(Dataset records)
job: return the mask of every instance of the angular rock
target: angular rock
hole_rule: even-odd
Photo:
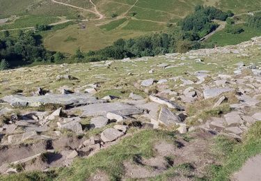
[[[240,115],[236,111],[225,114],[224,118],[228,127],[237,126],[244,123]]]
[[[116,125],[113,126],[113,128],[125,133],[127,132],[127,129],[128,129],[128,126],[122,125]]]
[[[106,115],[106,117],[109,120],[116,120],[117,122],[122,121],[125,119],[125,118],[120,114],[113,113],[113,112],[107,113],[107,114]]]
[[[101,134],[101,139],[104,142],[111,142],[124,135],[124,133],[114,128],[108,128]]]
[[[40,96],[25,97],[19,95],[8,95],[3,100],[12,106],[39,107],[46,104],[78,106],[104,102],[104,100],[97,100],[89,94],[74,93],[68,95],[49,94]]]
[[[73,150],[67,156],[67,159],[72,159],[78,156],[78,152],[76,150]]]
[[[157,97],[157,96],[155,96],[155,95],[150,95],[150,100],[153,101],[153,102],[157,102],[159,104],[165,104],[166,105],[168,108],[171,108],[171,109],[177,109],[177,111],[184,111],[184,108],[180,105],[179,105],[177,103],[175,103],[168,99],[166,99],[164,97]]]
[[[222,104],[222,102],[226,100],[226,97],[225,96],[222,96],[221,97],[219,98],[219,100],[215,103],[215,104],[214,105],[213,108],[215,108],[215,107],[219,107],[220,104]]]
[[[216,97],[221,93],[233,91],[233,88],[208,88],[203,91],[205,99],[212,98]]]
[[[181,119],[168,109],[161,107],[159,114],[159,121],[165,125],[170,125],[181,123]]]
[[[132,98],[132,100],[143,100],[143,97],[142,97],[141,95],[134,94],[133,93],[131,93],[129,96],[129,98]]]
[[[57,122],[57,125],[59,129],[65,129],[71,130],[77,134],[83,133],[81,125],[77,121],[72,121],[63,125]]]
[[[154,83],[154,79],[149,79],[142,81],[141,85],[144,86],[144,87],[148,87],[148,86],[150,86],[151,85],[152,85],[153,83]]]
[[[95,128],[102,127],[108,124],[108,118],[104,116],[93,118],[91,118],[90,123],[92,125],[93,125]]]
[[[243,131],[238,127],[229,127],[225,129],[225,131],[230,133],[233,133],[235,134],[241,134]]]
[[[261,120],[261,113],[255,113],[252,116],[252,118],[258,120]]]
[[[84,107],[77,107],[75,109],[84,111],[82,116],[106,116],[108,112],[120,111],[122,115],[134,115],[136,113],[142,113],[143,110],[127,104],[121,102],[111,102],[104,104],[90,104]],[[73,110],[73,109],[72,109]],[[125,113],[127,112],[127,113]],[[129,112],[129,113],[128,113]]]
[[[225,129],[226,122],[222,118],[212,118],[209,124],[210,129],[221,132]]]

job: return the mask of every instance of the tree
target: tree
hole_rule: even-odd
[[[4,70],[9,68],[9,63],[5,60],[3,59],[0,63],[0,70]]]
[[[82,59],[84,58],[84,54],[81,52],[80,48],[76,49],[74,57],[78,59]]]
[[[60,52],[57,52],[54,55],[54,62],[60,62],[64,58],[64,56],[62,53]]]

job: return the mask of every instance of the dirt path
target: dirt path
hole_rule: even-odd
[[[235,175],[233,181],[260,181],[261,155],[249,159],[241,170]]]
[[[205,41],[205,40],[207,40],[208,38],[209,38],[211,36],[212,36],[216,32],[220,31],[221,30],[223,30],[225,29],[226,24],[226,22],[219,22],[219,26],[215,31],[213,31],[210,33],[206,35],[205,36],[202,38],[199,41],[200,42]]]
[[[78,6],[73,6],[73,5],[71,5],[71,4],[65,3],[62,3],[62,2],[59,2],[59,1],[56,1],[56,0],[52,0],[52,1],[53,3],[58,3],[58,4],[61,4],[61,5],[63,5],[63,6],[69,6],[69,7],[71,7],[71,8],[76,8],[76,9],[79,9],[79,10],[84,10],[84,11],[88,11],[88,12],[90,12],[90,13],[91,13],[95,14],[96,15],[97,15],[97,16],[100,17],[97,19],[101,19],[104,18],[104,15],[102,15],[102,14],[101,14],[97,10],[97,7],[96,7],[96,6],[95,5],[95,3],[92,1],[92,0],[90,0],[90,3],[92,3],[92,4],[94,6],[95,10],[89,10],[89,9],[86,9],[86,8],[81,8],[81,7],[78,7]],[[95,19],[95,20],[97,20],[97,19]]]

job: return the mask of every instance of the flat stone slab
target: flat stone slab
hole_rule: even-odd
[[[104,102],[104,100],[97,100],[89,94],[48,94],[45,95],[25,97],[19,95],[8,95],[3,100],[14,107],[39,107],[42,104],[54,104],[61,105],[77,106]]]
[[[108,128],[101,134],[101,139],[104,142],[111,142],[124,135],[124,133],[114,128]]]
[[[240,115],[236,111],[225,114],[224,118],[229,127],[237,126],[244,123]]]
[[[212,98],[216,97],[221,93],[233,91],[233,88],[208,88],[203,91],[205,99]]]
[[[101,103],[89,104],[84,107],[74,108],[73,109],[79,109],[83,111],[82,116],[104,116],[108,112],[117,111],[122,115],[134,115],[140,113],[143,110],[136,107],[135,106],[124,104],[122,102]]]
[[[159,121],[165,125],[170,125],[180,123],[181,118],[168,109],[162,107],[159,112]]]
[[[157,103],[161,104],[167,105],[168,108],[175,109],[177,111],[184,111],[185,110],[185,109],[182,106],[180,106],[178,104],[177,104],[177,103],[175,103],[173,101],[171,101],[168,99],[166,99],[164,97],[157,97],[157,96],[155,96],[155,95],[150,95],[149,97],[150,97],[150,100],[152,100],[153,102],[155,102]]]
[[[98,116],[93,118],[90,122],[90,125],[93,125],[94,127],[100,128],[104,127],[108,123],[108,119],[104,116]]]

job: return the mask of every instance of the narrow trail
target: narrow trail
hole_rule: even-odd
[[[223,30],[226,27],[226,22],[219,22],[219,26],[216,30],[214,30],[212,32],[211,32],[210,33],[206,35],[205,36],[202,38],[200,40],[199,40],[199,41],[200,42],[205,41],[205,40],[207,40],[208,38],[209,38],[211,36],[212,36],[216,32]]]
[[[135,6],[135,5],[139,2],[139,0],[136,0],[136,2],[132,6],[129,7],[129,8],[124,13],[124,14],[122,15],[123,16],[125,16],[128,13],[129,11]]]
[[[95,14],[95,15],[97,15],[97,16],[100,17],[98,19],[94,19],[94,20],[102,19],[104,17],[103,15],[102,15],[97,10],[96,5],[92,1],[92,0],[90,0],[90,3],[94,6],[95,10],[89,10],[89,9],[86,9],[86,8],[78,7],[78,6],[73,6],[73,5],[68,4],[68,3],[65,3],[59,2],[59,1],[57,1],[56,0],[52,0],[52,1],[53,3],[58,3],[58,4],[61,4],[61,5],[66,6],[68,6],[68,7],[71,7],[71,8],[76,8],[76,9],[79,9],[79,10],[84,10],[84,11],[88,11],[88,12],[93,13],[93,14]]]

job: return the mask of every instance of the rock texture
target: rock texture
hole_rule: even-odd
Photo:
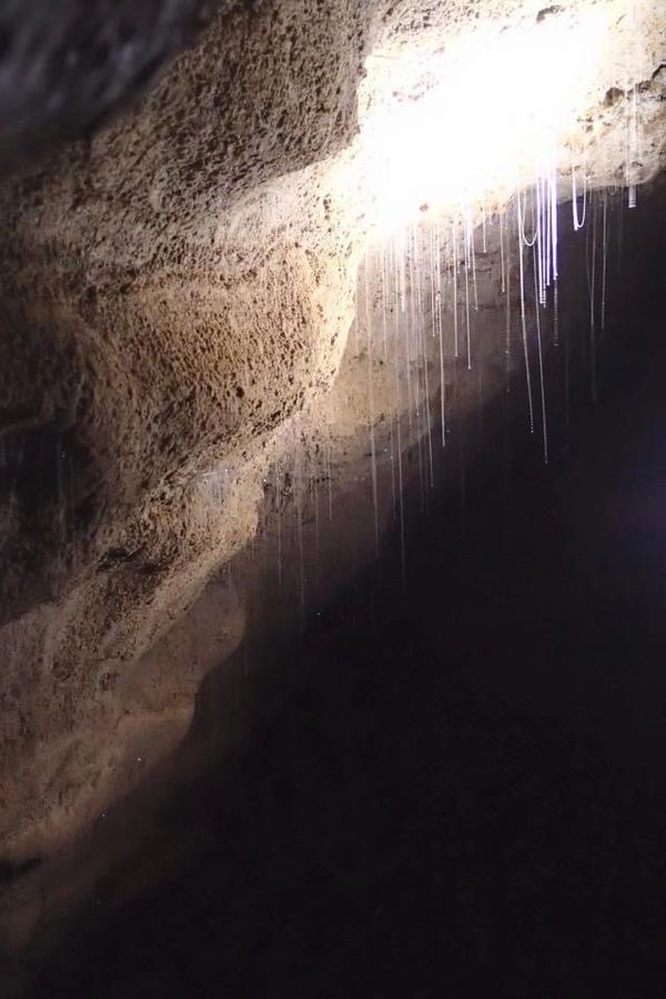
[[[585,6],[563,4],[562,16]],[[98,7],[100,26],[120,32]],[[94,107],[74,101],[77,132],[134,91],[201,4],[161,7],[173,20],[164,13],[154,52],[133,75],[111,73]],[[383,353],[371,356],[371,403],[363,315],[360,346],[352,336],[345,354],[369,221],[359,123],[380,85],[365,71],[372,51],[436,49],[473,30],[477,13],[511,28],[539,7],[223,6],[137,109],[4,183],[0,858],[20,864],[71,842],[184,735],[198,682],[238,645],[252,594],[240,581],[239,603],[211,626],[220,645],[209,642],[195,668],[174,623],[259,518],[275,532],[283,506],[296,507],[297,557],[313,481],[344,495],[366,476],[370,426],[387,453],[405,400],[436,421],[436,354],[416,396],[395,396]],[[638,179],[664,158],[664,16],[644,13],[632,83],[645,137]],[[581,109],[592,183],[625,175],[634,90],[618,68],[624,30]],[[40,92],[30,100],[41,108]],[[30,107],[12,119],[21,151],[41,147]],[[44,141],[69,134],[62,118],[50,121]],[[572,148],[582,165],[581,135]],[[493,309],[505,309],[493,273],[488,329]],[[461,397],[472,405],[472,387]],[[394,457],[417,446],[424,420],[393,442]],[[294,441],[300,467],[316,474],[285,464]],[[282,468],[280,495],[270,467]],[[395,488],[386,461],[379,474]],[[380,533],[390,513],[386,504]]]

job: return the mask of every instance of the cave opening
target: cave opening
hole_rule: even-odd
[[[664,11],[77,7],[0,26],[3,995],[659,995]]]

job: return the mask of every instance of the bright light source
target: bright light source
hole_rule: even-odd
[[[607,9],[595,7],[575,22],[551,16],[514,30],[478,27],[425,59],[372,57],[362,139],[377,226],[393,231],[425,205],[473,208],[552,176],[585,109],[608,23]]]

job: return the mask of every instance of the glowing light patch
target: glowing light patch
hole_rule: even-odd
[[[607,10],[594,8],[575,23],[552,17],[513,30],[480,27],[423,59],[371,57],[371,78],[383,82],[362,141],[376,225],[395,231],[426,208],[470,208],[552,178],[608,23]]]

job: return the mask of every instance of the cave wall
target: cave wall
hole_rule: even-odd
[[[181,14],[189,22],[195,10],[184,4]],[[663,23],[646,10],[642,178],[664,152]],[[382,455],[405,402],[392,394],[380,353],[369,406],[363,313],[357,339],[347,340],[369,224],[359,125],[376,81],[366,57],[415,42],[436,48],[477,13],[511,27],[537,18],[539,6],[223,4],[139,105],[3,183],[2,857],[20,862],[71,844],[104,801],[141,783],[139,760],[157,763],[188,730],[198,682],[236,647],[266,587],[252,574],[236,578],[236,599],[209,629],[220,646],[192,670],[174,623],[258,524],[274,532],[271,468],[289,471],[294,447],[322,493],[332,477],[335,502],[354,509],[359,491],[369,492],[376,420],[379,533],[392,523],[394,467]],[[104,8],[101,22],[107,16]],[[168,34],[180,39],[180,28]],[[617,80],[610,59],[585,111],[595,123],[593,183],[622,175],[630,95],[607,101]],[[134,78],[125,84],[135,92]],[[112,99],[101,93],[100,108],[74,107],[70,123],[53,119],[43,143],[68,138],[70,124],[80,135],[122,98],[118,88]],[[30,105],[26,115],[33,127]],[[21,155],[41,150],[16,120]],[[488,393],[504,370],[491,335],[505,310],[494,254],[480,268]],[[446,330],[451,337],[450,317]],[[427,390],[416,377],[422,410],[438,392],[435,347],[428,342]],[[467,382],[463,408],[478,400],[478,382]],[[405,432],[413,468],[423,466],[423,420]],[[309,476],[297,502],[299,490],[282,496],[301,518],[311,516]],[[373,515],[360,519],[370,557]],[[329,587],[349,572],[341,531],[346,537],[340,526],[329,535]]]

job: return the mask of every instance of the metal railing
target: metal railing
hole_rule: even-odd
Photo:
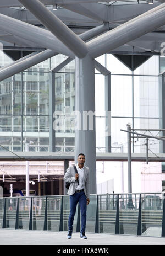
[[[91,195],[86,232],[165,237],[164,195]],[[1,198],[0,228],[65,231],[69,212],[68,195]],[[73,230],[80,226],[78,204]]]

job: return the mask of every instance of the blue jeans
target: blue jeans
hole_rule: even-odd
[[[69,230],[73,230],[73,223],[78,202],[79,202],[81,215],[81,233],[85,232],[86,221],[86,197],[84,191],[75,193],[70,196],[70,212],[68,220]]]

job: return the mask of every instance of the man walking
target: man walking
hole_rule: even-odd
[[[81,153],[78,157],[78,163],[75,165],[78,173],[75,173],[73,166],[69,166],[65,173],[64,180],[70,183],[68,191],[70,195],[70,212],[68,220],[68,233],[67,238],[72,238],[73,223],[76,212],[76,205],[79,202],[81,215],[81,228],[80,238],[87,239],[85,234],[86,222],[86,206],[90,202],[89,168],[84,165],[85,155]],[[78,184],[79,181],[79,184]]]

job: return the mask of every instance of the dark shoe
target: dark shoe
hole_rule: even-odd
[[[85,236],[85,232],[80,233],[81,239],[87,239],[86,236]]]
[[[72,235],[72,230],[69,230],[68,233],[67,238],[71,239]]]

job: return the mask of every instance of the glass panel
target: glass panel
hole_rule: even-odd
[[[68,230],[68,218],[70,214],[70,201],[69,196],[63,196],[63,231]],[[75,217],[73,222],[73,230],[76,230],[76,222],[75,222]]]
[[[161,236],[163,195],[162,194],[141,195],[142,236]]]
[[[7,149],[10,150],[11,148],[11,137],[0,137],[0,144]],[[7,151],[7,150],[0,146],[0,151]]]
[[[132,116],[132,77],[111,75],[111,77],[112,116]]]
[[[61,54],[58,54],[57,55],[52,57],[51,58],[51,69],[54,68],[67,58],[67,56]]]
[[[119,233],[137,234],[139,195],[119,196]]]
[[[29,230],[31,198],[19,199],[19,228]]]
[[[95,74],[96,116],[105,116],[105,76]]]
[[[14,62],[13,60],[10,58],[7,54],[6,54],[2,50],[1,46],[0,50],[0,67],[4,67],[5,66],[8,65]]]
[[[61,196],[50,196],[47,198],[48,230],[59,231],[61,202]]]
[[[105,118],[96,118],[96,151],[105,152]]]
[[[131,74],[131,71],[112,54],[107,54],[107,68],[112,74]]]
[[[153,56],[134,71],[134,74],[158,76],[159,74],[159,56]]]
[[[4,207],[4,199],[0,198],[0,228],[2,228]]]
[[[158,77],[134,77],[134,116],[159,117]]]
[[[49,115],[50,76],[49,74],[39,77],[39,111],[40,115]]]
[[[101,56],[98,57],[97,58],[96,58],[96,60],[98,61],[98,62],[100,63],[103,67],[106,66],[106,55],[103,54],[103,55],[101,55]],[[100,73],[101,74],[101,72],[98,71],[96,68],[95,68],[95,73]]]
[[[6,228],[15,228],[17,198],[6,199]]]
[[[90,202],[87,206],[86,232],[95,232],[97,208],[97,195],[90,196]],[[81,219],[81,218],[80,218]]]
[[[100,233],[114,234],[117,202],[117,195],[98,196]]]
[[[38,63],[38,64],[28,68],[26,70],[26,72],[30,72],[32,71],[37,72],[48,72],[50,70],[51,60],[50,58],[42,62]]]
[[[33,198],[32,229],[43,230],[45,212],[46,198]]]

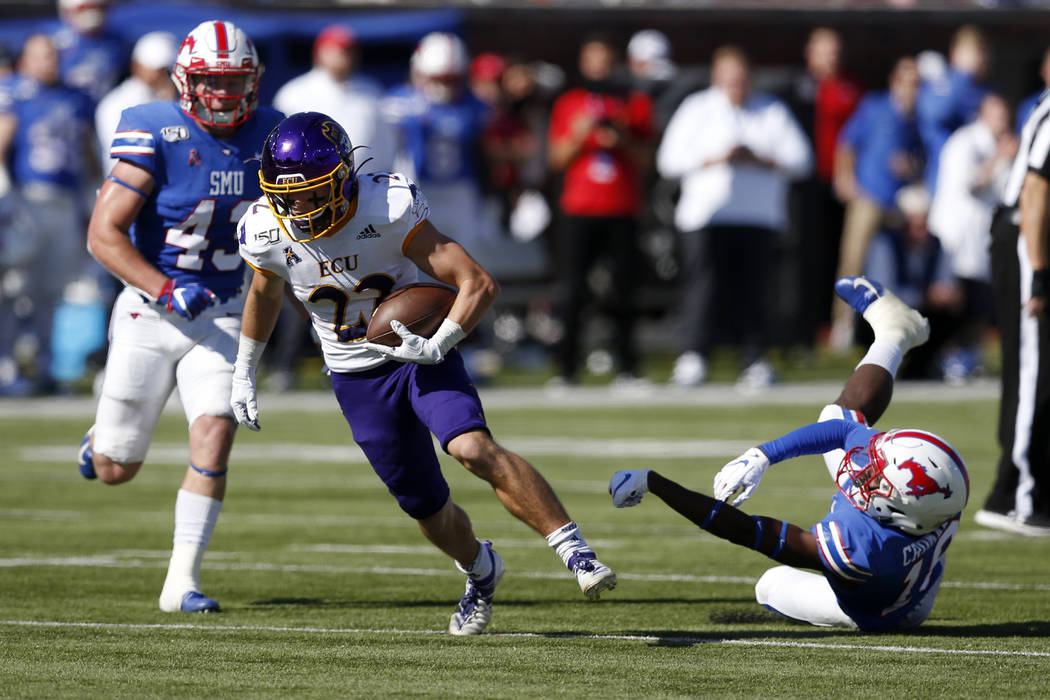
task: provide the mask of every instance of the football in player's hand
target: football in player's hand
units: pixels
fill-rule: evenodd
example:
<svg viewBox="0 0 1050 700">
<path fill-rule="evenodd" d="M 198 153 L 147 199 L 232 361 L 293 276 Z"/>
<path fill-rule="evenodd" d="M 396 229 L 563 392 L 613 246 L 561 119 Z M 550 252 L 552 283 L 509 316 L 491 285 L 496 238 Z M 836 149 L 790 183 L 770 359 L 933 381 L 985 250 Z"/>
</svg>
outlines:
<svg viewBox="0 0 1050 700">
<path fill-rule="evenodd" d="M 397 347 L 401 336 L 391 330 L 397 320 L 417 336 L 429 338 L 445 320 L 456 300 L 456 292 L 441 284 L 408 284 L 392 292 L 372 314 L 365 338 L 380 345 Z"/>
</svg>

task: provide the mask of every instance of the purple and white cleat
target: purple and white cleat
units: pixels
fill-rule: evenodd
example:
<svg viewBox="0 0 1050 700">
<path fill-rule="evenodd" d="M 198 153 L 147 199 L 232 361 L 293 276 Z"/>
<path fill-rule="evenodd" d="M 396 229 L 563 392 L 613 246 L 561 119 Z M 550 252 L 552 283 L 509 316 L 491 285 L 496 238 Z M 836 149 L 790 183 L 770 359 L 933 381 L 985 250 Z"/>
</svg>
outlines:
<svg viewBox="0 0 1050 700">
<path fill-rule="evenodd" d="M 448 634 L 458 637 L 481 634 L 488 627 L 492 619 L 492 597 L 496 595 L 496 587 L 503 578 L 503 557 L 495 549 L 492 543 L 481 544 L 483 553 L 487 553 L 492 565 L 492 571 L 480 580 L 471 576 L 466 577 L 466 590 L 456 612 L 448 620 Z"/>
</svg>

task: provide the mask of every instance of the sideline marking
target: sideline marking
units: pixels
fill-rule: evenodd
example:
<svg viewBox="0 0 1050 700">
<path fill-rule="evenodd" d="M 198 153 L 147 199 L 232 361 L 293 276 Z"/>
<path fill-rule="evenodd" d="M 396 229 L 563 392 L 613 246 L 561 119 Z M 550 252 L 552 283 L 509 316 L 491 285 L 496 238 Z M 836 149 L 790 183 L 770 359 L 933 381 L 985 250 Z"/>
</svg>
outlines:
<svg viewBox="0 0 1050 700">
<path fill-rule="evenodd" d="M 442 635 L 444 630 L 377 630 L 370 628 L 275 627 L 268 624 L 160 624 L 132 622 L 62 622 L 58 620 L 0 620 L 9 627 L 74 628 L 94 630 L 193 630 L 194 632 L 289 632 L 295 634 L 378 634 L 378 635 Z M 834 649 L 911 654 L 950 654 L 961 656 L 1027 656 L 1050 657 L 1050 652 L 1008 651 L 999 649 L 938 649 L 936 646 L 898 646 L 890 644 L 836 644 L 813 641 L 778 641 L 774 639 L 718 639 L 716 637 L 657 637 L 633 634 L 578 634 L 571 632 L 508 632 L 480 635 L 499 639 L 612 639 L 618 641 L 664 642 L 674 644 L 732 644 L 734 646 L 784 646 L 789 649 Z"/>
<path fill-rule="evenodd" d="M 435 551 L 437 553 L 437 551 Z M 225 553 L 230 555 L 230 553 Z M 152 556 L 152 554 L 147 554 Z M 156 558 L 145 561 L 142 559 L 124 559 L 119 554 L 101 554 L 93 556 L 74 557 L 7 557 L 0 558 L 0 569 L 19 567 L 98 567 L 101 569 L 147 569 L 167 567 L 167 558 Z M 463 574 L 455 569 L 422 569 L 397 567 L 333 567 L 323 564 L 267 564 L 265 561 L 212 561 L 208 565 L 211 571 L 284 571 L 320 574 L 379 574 L 391 576 L 456 576 Z M 568 580 L 566 572 L 547 571 L 516 571 L 520 578 L 539 578 L 544 580 Z M 616 573 L 622 580 L 651 582 L 685 582 L 685 584 L 748 584 L 754 586 L 758 580 L 751 576 L 699 576 L 696 574 L 631 574 Z M 958 588 L 982 591 L 1050 591 L 1050 584 L 1011 584 L 1004 581 L 941 581 L 943 588 Z"/>
</svg>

**Description of the task:** Pick out every line in the rows above that contains the word "hand" and copy each of those lines.

**Task result:**
task: provide the mask of every instance of the football in player's hand
target: football in player's hand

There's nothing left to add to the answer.